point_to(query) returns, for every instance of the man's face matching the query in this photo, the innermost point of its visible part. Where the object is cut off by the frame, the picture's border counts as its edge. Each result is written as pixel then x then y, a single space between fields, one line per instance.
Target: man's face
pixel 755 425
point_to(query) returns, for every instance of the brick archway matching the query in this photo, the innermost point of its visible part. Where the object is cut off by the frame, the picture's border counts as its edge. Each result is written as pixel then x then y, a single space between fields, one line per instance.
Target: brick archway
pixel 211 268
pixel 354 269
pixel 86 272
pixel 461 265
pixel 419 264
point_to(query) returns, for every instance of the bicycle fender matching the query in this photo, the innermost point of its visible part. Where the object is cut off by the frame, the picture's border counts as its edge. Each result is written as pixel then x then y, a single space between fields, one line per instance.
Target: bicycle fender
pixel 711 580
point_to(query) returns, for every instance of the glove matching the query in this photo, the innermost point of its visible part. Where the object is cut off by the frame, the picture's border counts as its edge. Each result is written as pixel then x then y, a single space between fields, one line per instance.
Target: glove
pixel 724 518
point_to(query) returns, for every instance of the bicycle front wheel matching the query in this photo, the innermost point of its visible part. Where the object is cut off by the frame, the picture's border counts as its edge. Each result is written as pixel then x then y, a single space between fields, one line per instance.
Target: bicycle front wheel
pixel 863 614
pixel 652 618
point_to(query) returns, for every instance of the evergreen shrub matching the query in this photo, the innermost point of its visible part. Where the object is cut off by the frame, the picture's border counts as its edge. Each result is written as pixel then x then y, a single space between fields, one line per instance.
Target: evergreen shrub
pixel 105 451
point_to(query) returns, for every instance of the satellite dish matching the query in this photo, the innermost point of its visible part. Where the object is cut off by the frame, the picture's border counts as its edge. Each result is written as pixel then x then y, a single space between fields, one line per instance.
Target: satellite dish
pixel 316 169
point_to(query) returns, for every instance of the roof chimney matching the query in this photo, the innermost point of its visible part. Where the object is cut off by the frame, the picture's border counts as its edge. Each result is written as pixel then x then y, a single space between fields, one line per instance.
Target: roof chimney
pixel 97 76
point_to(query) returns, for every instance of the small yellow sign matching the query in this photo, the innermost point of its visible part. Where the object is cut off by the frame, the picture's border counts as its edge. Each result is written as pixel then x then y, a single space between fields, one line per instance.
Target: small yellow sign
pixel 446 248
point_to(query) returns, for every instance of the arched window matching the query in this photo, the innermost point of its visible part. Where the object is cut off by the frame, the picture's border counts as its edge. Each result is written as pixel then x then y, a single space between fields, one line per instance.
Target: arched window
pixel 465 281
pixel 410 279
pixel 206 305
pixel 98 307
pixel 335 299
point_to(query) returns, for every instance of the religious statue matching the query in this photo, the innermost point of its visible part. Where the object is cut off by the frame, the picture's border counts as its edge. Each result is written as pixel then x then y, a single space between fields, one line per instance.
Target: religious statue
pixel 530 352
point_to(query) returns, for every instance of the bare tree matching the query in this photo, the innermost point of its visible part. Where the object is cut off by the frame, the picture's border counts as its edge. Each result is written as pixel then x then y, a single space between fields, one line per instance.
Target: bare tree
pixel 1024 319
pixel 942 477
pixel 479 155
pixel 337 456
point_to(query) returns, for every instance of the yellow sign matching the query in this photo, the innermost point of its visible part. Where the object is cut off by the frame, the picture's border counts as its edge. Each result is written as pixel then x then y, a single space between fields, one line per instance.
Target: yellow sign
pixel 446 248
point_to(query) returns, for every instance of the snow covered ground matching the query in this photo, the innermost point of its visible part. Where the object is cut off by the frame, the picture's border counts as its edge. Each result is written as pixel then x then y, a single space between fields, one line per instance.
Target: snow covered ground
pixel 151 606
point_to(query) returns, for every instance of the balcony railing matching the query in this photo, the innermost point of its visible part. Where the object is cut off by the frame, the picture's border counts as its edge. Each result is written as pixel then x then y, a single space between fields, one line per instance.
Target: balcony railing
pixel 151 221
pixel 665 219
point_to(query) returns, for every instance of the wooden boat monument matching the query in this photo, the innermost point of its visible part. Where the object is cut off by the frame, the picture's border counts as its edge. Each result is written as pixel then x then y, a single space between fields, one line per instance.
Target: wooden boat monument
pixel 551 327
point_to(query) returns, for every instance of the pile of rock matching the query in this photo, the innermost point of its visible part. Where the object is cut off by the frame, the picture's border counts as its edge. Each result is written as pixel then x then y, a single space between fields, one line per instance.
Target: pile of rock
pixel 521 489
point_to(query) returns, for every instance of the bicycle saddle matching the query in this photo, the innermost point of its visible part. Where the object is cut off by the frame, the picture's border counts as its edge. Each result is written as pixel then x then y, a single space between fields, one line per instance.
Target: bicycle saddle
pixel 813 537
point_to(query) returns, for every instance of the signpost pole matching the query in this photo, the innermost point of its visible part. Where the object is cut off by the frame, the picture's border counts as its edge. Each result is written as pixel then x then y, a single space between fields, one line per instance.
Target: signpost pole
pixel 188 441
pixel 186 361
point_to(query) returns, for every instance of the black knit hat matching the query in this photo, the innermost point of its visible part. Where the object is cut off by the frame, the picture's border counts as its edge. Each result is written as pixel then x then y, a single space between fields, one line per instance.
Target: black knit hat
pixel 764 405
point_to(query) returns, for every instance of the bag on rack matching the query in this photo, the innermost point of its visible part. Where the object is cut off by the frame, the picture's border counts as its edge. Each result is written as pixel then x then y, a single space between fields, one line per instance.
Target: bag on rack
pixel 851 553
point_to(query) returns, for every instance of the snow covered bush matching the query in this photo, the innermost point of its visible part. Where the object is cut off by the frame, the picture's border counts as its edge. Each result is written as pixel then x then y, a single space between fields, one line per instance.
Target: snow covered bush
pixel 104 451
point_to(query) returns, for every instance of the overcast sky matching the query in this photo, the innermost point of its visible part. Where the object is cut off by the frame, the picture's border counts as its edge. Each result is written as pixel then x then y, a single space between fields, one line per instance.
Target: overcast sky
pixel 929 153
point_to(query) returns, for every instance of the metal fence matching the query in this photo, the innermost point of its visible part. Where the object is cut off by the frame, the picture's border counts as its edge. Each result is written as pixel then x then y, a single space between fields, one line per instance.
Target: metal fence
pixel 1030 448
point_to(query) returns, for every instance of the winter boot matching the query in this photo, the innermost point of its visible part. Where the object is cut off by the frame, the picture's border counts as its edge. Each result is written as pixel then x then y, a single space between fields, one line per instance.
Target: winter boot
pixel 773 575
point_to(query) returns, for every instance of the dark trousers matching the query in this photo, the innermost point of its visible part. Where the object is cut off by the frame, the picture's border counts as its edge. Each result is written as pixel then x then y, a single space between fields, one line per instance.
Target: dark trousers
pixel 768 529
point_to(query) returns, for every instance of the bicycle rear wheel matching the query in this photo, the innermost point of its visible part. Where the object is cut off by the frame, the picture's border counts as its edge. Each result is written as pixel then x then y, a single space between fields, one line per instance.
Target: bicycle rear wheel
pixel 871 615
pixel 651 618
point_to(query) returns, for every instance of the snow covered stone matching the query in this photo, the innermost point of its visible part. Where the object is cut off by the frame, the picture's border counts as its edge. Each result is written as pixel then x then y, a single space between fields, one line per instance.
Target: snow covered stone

####################

§ **Your instructions**:
Convert all of the data above into a numbered list with one line per entry, omitting any blank lines.

§ **Final answer**:
1. point_to(query) returns, for every instance of the man's face matching the query in this photo, the innermost point of its visible part. Where the object is cut off by the frame, the picture's border counts as its edge. Each result is written as pixel then x then y, a single space between fields, one line per instance.
2. Target: man's face
3. pixel 755 425
4. point_to(query) returns, for every instance of the brick archway matching the query in this photo, the innermost point of its visible part. Where the object is cut off by the frame, the picture's border counts as its edge. Each result is written as pixel then x then y, a single space between fields, one line per instance.
5. Target: brick archway
6. pixel 211 268
7. pixel 354 269
8. pixel 86 272
9. pixel 461 265
10. pixel 419 264
11. point_to(query) returns, for every instance of the bicycle fender matching the query in this photo, the innermost point of its visible part. Where the object is cut off by the frame, the picture's border counts as its edge. Each result is written as pixel then x then y, a single space between fields, one line per instance.
12. Target: bicycle fender
13. pixel 711 580
14. point_to(query) returns, for every instance of the glove matching the query in this photo, the innermost point of its visible part. Where the object is cut off by the frame, the picture's border counts as its edge. Each result is written as pixel then x then y, a single space between fields, one line per instance.
15. Target: glove
16. pixel 724 518
17. point_to(query) returns, for every instance of the bicycle front wheel matching the query in this photo, the innermost point of its visible part. Where the object is cut off by the frame, the picture's border counts as its edge. Each result is written as pixel then x then y, a single space between fields, one line per instance.
18. Target: bicycle front wheel
19. pixel 863 614
20. pixel 652 618
21. point_to(query) returns, for every instance of the evergreen shrub matching the query in this photo, the innermost point of its visible part. Where the object is cut off by the frame, the picture's border counts as its edge. Each result is written as pixel then x then y, a single space between fields, one line per instance.
22. Target: evergreen shrub
23. pixel 105 451
24. point_to(query) returns, for every instance of the satellite dish matching the query in this photo, the innermost point of its visible part. Where the object is cut off by the frame, the picture's border counts as its edge. Each result is written as pixel then x then y, a single space between fields, one line per instance.
25. Target: satellite dish
26. pixel 316 169
27. point_to(query) returns, for every instance of the roof chimney matching the query in this photo, the innermost point of its visible part. Where the object is cut off by the frame, the picture's border counts as its edge. Each result is written as pixel then x then y, a single space between fields, one line per instance.
28. Target: roof chimney
29. pixel 97 76
30. point_to(query) returns, for every instance of the small yellow sign matching the query in this photo, the innermost point of its visible part. Where the object is cut off by the frame, the picture's border counts as its edge. Each result is written as pixel then x then y, a single space between fields, one line per instance.
31. Target: small yellow sign
32. pixel 446 248
33. point_to(query) returns, for every instance of the arched window matching the query in this photo, the innermost point of its visible part. Where the object is cut off by the frame, the picture's border counts as its edge. Each result is written as pixel then x then y, a single space between fields, one line per instance.
34. Target: arched window
35. pixel 465 281
36. pixel 410 279
37. pixel 206 305
38. pixel 98 307
39. pixel 335 299
40. point_to(query) returns, for every instance of the religious statue matching the query in this photo, the innermost point of its visible part. Where the object is cut off by the frame, the picture's border counts as its edge. Each result is written as pixel then x then y, a single space between fields, one line per instance.
41. Target: religious statue
42. pixel 530 352
43. point_to(query) returns, for every instance of the bare tree matching the query in this photo, the innermost point of its visible part. Where the object is cut off by the frame, the picture's border counts as its edge. Each result is written as pixel then x then y, a single space between fields, one line per instance.
44. Target: bare tree
45. pixel 1024 319
46. pixel 942 477
47. pixel 479 155
48. pixel 337 456
49. point_to(query) returns, for every instance of the yellow sign matching the query in this photo, the innermost point of its visible part. Where the object is cut off by the frame, the picture's border counts as its edge. Each result is written as pixel then x then y, a single space between fields, one line per instance.
50. Target: yellow sign
51. pixel 446 248
52. point_to(query) returns, for every instance of the snow covered ground matching the query in this photo, the innermost point of its visible part. Where the object is cut off by the frame, the picture's border counts as its edge. Each result is written as pixel then x then y, a single space between fields, one line per instance.
53. Target: snow covered ground
54. pixel 151 606
55. point_to(query) returns, for every instance of the balcony railing matching the query in this photo, the innermost point of its visible part. Where the object is cut off by the frame, the picture's border counts as its edge. Each result is written as pixel then x then y, a single space between fields, one line per instance.
56. Target: balcony railing
57. pixel 151 221
58. pixel 665 219
59. point_to(query) returns, for every instance of the wooden boat monument matching the query in this photo, the innermost point of its visible part. Where the object is cut off by the frame, the picture's border counts as its edge. Each result is written as pixel then x then y, a single space between fields, one line per instance.
60. Target: wooden boat monument
61. pixel 551 327
62. point_to(query) returns, for every instance of the pile of rock matching the query in this photo, the innermost point of its visible part. Where the object is cut off by the frame, the picture's border counts as its edge. Each result is written as pixel then x then y, a single space between fields, one line per instance.
63. Target: pile of rock
64. pixel 521 489
65. point_to(query) returns, for every instance of the bicycle saddle matching the query in this photo, the innermost point of its visible part. Where the object is cut off by the frame, the picture's border counts as its edge. Each result is written as pixel then x then y, a single space between fields, one line per instance.
66. Target: bicycle saddle
67. pixel 813 537
68. point_to(query) returns, for every instance of the signpost pole matching the query in this photo, the innermost point of its visible part. Where the object is cut off by the frame, the picture's border counts as its edge. Each result is written as pixel then x then y, a single space between fields, one line per instance.
69. Target: signpost pole
70. pixel 188 441
71. pixel 186 361
72. point_to(query) returns, for every instance of the black knit hat matching the query in this photo, the innermost point of its visible part. Where the object is cut off by the frame, the picture's border counts as its edge. Each result is written as pixel then x then y, a single space between fields, one line per instance.
73. Target: black knit hat
74. pixel 764 405
75. point_to(query) returns, for every instance of the bag on rack matching the query in this photo, the innermost point of its visible part. Where the object is cut off by the frame, the picture's border counts as its edge. Each result is written as pixel then x then y, a single space between fields, one line per instance.
76. Target: bag on rack
77. pixel 851 553
78. point_to(query) returns, for every instance of the snow covered bush matching the query in this photo, the innermost point of its visible part. Where the object is cut off by the frame, the picture's border counts as its edge. Each result is written as pixel then x then y, a single space between fields, one line per instance.
79. Target: snow covered bush
80. pixel 104 451
81. point_to(query) returns, for every instance of the overcast sky matching the query in this photo, the innermost point of its visible part. Where the object is cut off by the frame, the picture's border counts as its edge. Each result is written as pixel then x then y, a single space between fields, one line per instance.
82. Target: overcast sky
83. pixel 929 153
84. point_to(query) returns, for every instance of the metal fence matching the query in this photo, the innermost point of its visible part. Where the object is cut off by the frame, the picture's border counts as its edge. Each result is written as pixel then x then y, a single space between fields, one line per instance.
85. Target: metal fence
86. pixel 1030 448
87. point_to(query) returns, for every instance of the winter boot matching the query in this photo, the innermost point of its visible part. Where the object is cut off by the frame, the picture's border counts as its edge. Each result is written as pixel then x then y, a single space between fields, one line per instance.
88. Target: winter boot
89. pixel 773 575
90. point_to(query) returns, for every instance of the dark trousers matching the query in this photo, the innermost point of its visible part. Where the object is cut off by the frame, the picture's border counts as its edge. Each result is written as pixel then x then y, a single space between fields, one line per instance.
91. Target: dark trousers
92. pixel 768 529
93. point_to(query) returns, for every instance of the bicycle rear wheel matching the query in this photo, the innermost point of its visible part. Where the object is cut off by the frame, the picture's border counts as its edge. Each result is written as pixel then x then y, a single space between fields, one line per instance.
94. Target: bicycle rear wheel
95. pixel 871 615
96. pixel 651 618
97. point_to(query) returns, for every instance of the snow covered stone matching the query in this photo, the innermost point of its visible part. Where the object is cut off by the frame, the picture's border counts as its edge. Each result is written as pixel then x then y, a single space between fields, one line per instance.
98. Target: snow covered stone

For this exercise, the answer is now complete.